**Your objective:** According to the report on the Louvre jewelry theft, how many pieces of jewelry did the thieves take, and what was their estimated value?

**Text excerpt:**
* * * *

French authorities have arrested two men in connection with last week’s daring jewelry theft at the Louvre Museum, prosecutors said Sunday, after DNA traces found at the scene linked them to the crime.
One of the suspects was detained at Paris-Charles-de-Gaulle Airport, while the second suspect was arrested in the Paris region, Paris public prosecutor Laure Beccuau told dpa.
The arrests were made on Saturday evening. Both have been remanded in custody on charges of gang-related theft, prosecutors said. Two other alleged accomplices are still on the run.
According to broadcaster BFMTV, the two men are about 30 years old and already known to police. France Info reported that DNA traces found at the crime scene led investigators directly to the suspects.
Paris Match magazine reported that one of the men, arrested at the airport, had apparently planned to fly to Algeria.
Prosecutor Laure Beccuau criticized the premature release of information by third parties, saying it had hindered the investigation.
The Louvre was evacuated and shut down a week ago after four masked thieves broke into the Apollo Gallery, home to France's remaining crown jewels.
They broke into two display cases and made off with eight pieces of jewelry once owned by French queens and empresses, with an estimated value of €88 million ($102 million).
There has been no word from officials since the arrests about the whereabouts of the jewels.
On Friday, prosecutors said investigators had recovered more than 150 DNA samples, fingerprints and other clues at the scene of the heist.
Writing on X, Interior Minister Laurent Nuñez extended his "warmest congratulations to the investigators who have worked tirelessly" on the case.
He told the Libération newspaper that stolen jewels are often smuggled abroad and expressed hope that this would not happen in this case.
Experts, however, fear that the diamonds and gemstones may already have been removed and the gold melted down.
It is estimated that only about 8% of all stolen artworks are ever recovered.
A look at past high-profile art thefts shows that most loot disappears without a trace, including a painting by the celebrated French landscape artist Jean-Baptiste Corot, stolen from the Louvre in 1998.

* * * *

**Input data:**
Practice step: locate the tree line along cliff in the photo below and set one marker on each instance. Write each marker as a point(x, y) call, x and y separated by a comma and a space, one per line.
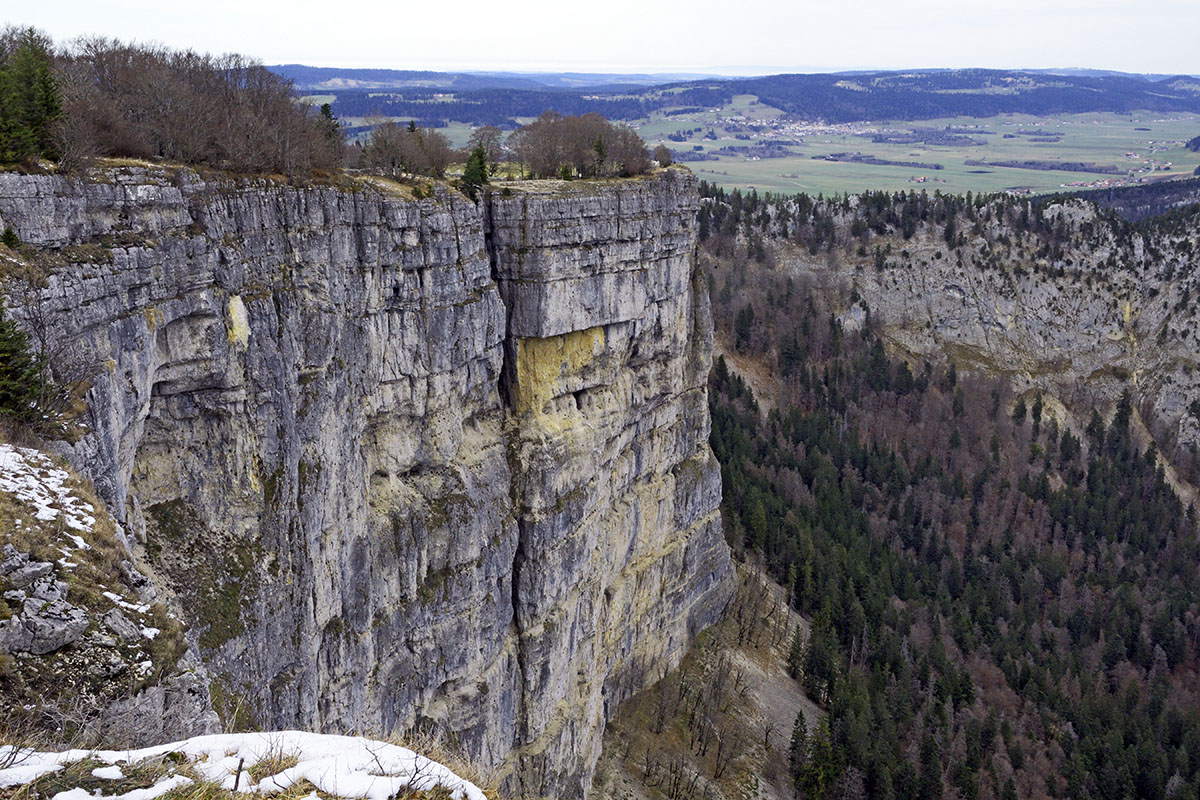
point(395, 462)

* * * *

**Exercise result:** Eight pieces, with an estimated value of €88 million ($102 million).